**What needs to be done:** Copy out all of the data below, putting "be found" wherever "be located" appears and keeping everything else unchanged.

**Records supplied:**

>> Start

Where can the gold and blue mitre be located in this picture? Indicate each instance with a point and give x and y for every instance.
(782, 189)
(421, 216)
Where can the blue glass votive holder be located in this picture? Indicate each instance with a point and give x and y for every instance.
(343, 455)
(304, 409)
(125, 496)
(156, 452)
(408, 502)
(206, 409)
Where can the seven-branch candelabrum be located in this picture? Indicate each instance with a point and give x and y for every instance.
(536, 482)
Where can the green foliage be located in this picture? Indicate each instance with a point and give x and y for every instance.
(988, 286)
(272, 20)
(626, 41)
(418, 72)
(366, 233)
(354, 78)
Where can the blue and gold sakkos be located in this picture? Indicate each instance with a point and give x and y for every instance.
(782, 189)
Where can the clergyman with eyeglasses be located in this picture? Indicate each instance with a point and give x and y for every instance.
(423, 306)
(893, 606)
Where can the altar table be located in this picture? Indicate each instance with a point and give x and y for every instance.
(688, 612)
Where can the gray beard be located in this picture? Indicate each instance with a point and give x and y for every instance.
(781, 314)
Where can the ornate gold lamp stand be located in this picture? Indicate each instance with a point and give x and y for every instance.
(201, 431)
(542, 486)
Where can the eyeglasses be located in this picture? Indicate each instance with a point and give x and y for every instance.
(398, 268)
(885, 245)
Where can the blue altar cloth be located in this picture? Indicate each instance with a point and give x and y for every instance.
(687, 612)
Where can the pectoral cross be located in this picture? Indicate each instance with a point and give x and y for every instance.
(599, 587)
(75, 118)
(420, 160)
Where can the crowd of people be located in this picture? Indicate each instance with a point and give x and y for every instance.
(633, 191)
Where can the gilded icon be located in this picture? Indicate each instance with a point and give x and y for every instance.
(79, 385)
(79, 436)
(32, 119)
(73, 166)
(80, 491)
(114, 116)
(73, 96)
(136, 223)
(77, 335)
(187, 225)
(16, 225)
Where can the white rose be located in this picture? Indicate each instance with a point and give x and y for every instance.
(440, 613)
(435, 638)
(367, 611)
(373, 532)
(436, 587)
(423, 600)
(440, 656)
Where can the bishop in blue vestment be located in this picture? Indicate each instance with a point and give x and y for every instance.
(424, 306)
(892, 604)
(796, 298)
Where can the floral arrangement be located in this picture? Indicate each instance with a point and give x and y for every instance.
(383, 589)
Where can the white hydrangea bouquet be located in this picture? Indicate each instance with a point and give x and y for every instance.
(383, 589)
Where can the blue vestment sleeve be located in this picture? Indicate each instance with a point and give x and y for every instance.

>> End

**Answer for this exercise:**
Where can the gold and blue mitre be found in this picture? Indicate each instance with a point and give x and y for every instance.
(782, 189)
(421, 216)
Where can the blue glass votive holder be found in this picture? Indicate each instance with a point and give x and y for every instance.
(343, 455)
(304, 409)
(125, 496)
(156, 452)
(408, 502)
(206, 409)
Where can the seven-branch candelabrum be found in this picture? Indicate each instance with a point and give x and y for every instance.
(536, 482)
Where can the green foliage be found in this picture? Indicate each instance with a point and give x and y for every instance.
(988, 286)
(272, 20)
(626, 41)
(418, 72)
(366, 233)
(354, 78)
Where can the blue and gold sakkos be found in this picture? Indicate each instance with a point and give x and y for every instance.
(782, 189)
Where can the clergyman with eyeglasses be found in this picture? Indicate each instance with a point and give x and y for every instance.
(423, 306)
(893, 606)
Where can the altar table be found in this picture? Indicate each instance with a point and give x and y for every instance.
(688, 612)
Where can the gray beard be found in this picture? Indicate each instance with a point and give x and y for every instance.
(781, 314)
Where can the ornate gold lamp stand be found in this picture? Indicate each instance with a point and give x and y for every instance.
(201, 431)
(542, 486)
Where can the eyeglasses be found in this picture? Indicate each instance with a point and give x and y for every instance.
(398, 268)
(885, 245)
Where can the blue altar cloth be found in this picture? Indicate each instance with a point and give x and y for every instance.
(687, 612)
Where can the pectoral cross be found in this picture? Indicate each instance with a point and give x and y for every instance.
(599, 587)
(75, 118)
(420, 160)
Where can the crowd of people be found in this picture? Indicate each instance with a point and give x and y for every instance.
(633, 191)
Where can the gilded icon be found in this picture? Indicate each instance with a point and give x and y for every instance.
(79, 385)
(79, 436)
(32, 119)
(73, 166)
(80, 491)
(114, 116)
(73, 96)
(136, 223)
(77, 335)
(187, 225)
(16, 225)
Where can the white rose be found in this picture? Indicate each instance with a point and give x and y for every instance.
(440, 613)
(435, 638)
(367, 611)
(373, 532)
(436, 587)
(423, 600)
(440, 656)
Where can the bishop in blue vestment be found in this picture? Indicate each instance with a point and give x and y for every instance.
(424, 306)
(892, 604)
(796, 298)
Where can the floral arrangement be found in this picture? Indicate each instance with a point and give x and y for every instance.
(383, 589)
Where can the white hydrangea bouquet be found in this picture? Indicate each instance with a point and give x and y for every instance.
(383, 589)
Where can the blue vestment sleeve be found in this picture? Indicate each instance with a point and give x and y for every instance.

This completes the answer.